I'm sorry I wasn't exactly clear. I'll have the hours to be a senior this next year, but I still plan to graduate class of 11. My senior year I will be done with most of my hard classes (biochem, ect) and will be focusing on my bible major, which I have a 3.87 GPA in. I also plan to spend time my senior year shadowing at a near by hospital, and possibly spend the summer before volunteering in a clinic. I've devoted one to two hours a night to MCAT studying before I take it next April.
 
I'm sorry I wasn't exactly clear. I'll have the hours to be a senior this next year, but I still plan to graduate class of 11. My senior year I will be done with most of my hard classes (biochem, ect) and will be focusing on my bible major, which I have a 3.87 GPA in. I also plan to spend time my senior year shadowing at a near by hospital, and possibly spend the summer before volunteering in a clinic. I've devoted one to two hours a night to MCAT studying before I take it next April.

If you want to enter medical school the year after you graduate, you're gonna need to do the shadowing and such before your senior year. You'd turn in your application the summer after your junior year, so you need to get that stuff in before you apply. If you only start volunteering the summer that you apply, it may raise some flags. It will look like you realized you forgot something and hurried to get it done. Yeah, we all do it to get into to medical school, but generally people do it for a more long term period.

Problem: Reproduce the part of the forum post on medical school timing that opens with "If you want" and closes with "long term period.", swapping "medical school" for "med school".

Material supplied:
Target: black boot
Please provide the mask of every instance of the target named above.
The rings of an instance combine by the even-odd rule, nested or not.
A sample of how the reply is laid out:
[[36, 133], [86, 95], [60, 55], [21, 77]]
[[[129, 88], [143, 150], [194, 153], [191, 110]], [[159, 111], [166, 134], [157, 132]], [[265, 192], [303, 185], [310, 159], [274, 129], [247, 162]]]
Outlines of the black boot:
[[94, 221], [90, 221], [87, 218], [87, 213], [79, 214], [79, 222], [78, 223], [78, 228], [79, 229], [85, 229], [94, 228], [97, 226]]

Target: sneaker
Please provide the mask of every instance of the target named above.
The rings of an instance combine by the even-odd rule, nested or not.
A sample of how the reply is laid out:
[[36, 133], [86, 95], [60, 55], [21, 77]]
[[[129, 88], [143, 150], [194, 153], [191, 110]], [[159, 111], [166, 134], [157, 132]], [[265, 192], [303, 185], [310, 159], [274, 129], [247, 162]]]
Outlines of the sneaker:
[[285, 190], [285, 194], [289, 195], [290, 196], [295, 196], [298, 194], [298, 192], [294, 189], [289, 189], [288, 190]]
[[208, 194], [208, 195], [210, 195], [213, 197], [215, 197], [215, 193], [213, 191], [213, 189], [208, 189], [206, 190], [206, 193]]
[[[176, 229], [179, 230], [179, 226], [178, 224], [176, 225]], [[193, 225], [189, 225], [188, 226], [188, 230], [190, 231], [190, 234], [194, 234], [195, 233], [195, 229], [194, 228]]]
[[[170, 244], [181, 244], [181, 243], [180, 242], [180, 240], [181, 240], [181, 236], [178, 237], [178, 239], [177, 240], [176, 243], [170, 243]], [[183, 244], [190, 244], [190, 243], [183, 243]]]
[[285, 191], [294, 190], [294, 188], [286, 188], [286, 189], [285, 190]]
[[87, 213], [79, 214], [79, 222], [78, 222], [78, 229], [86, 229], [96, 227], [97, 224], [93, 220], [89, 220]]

Answer:
If you want to enter med school the year after you graduate, you're gonna need to do the shadowing and such before your senior year. You'd turn in your application the summer after your junior year, so you need to get that stuff in before you apply. If you only start volunteering the summer that you apply, it may raise some flags. It will look like you realized you forgot something and hurried to get it done. Yeah, we all do it to get into to med school, but generally people do it for a more long term period.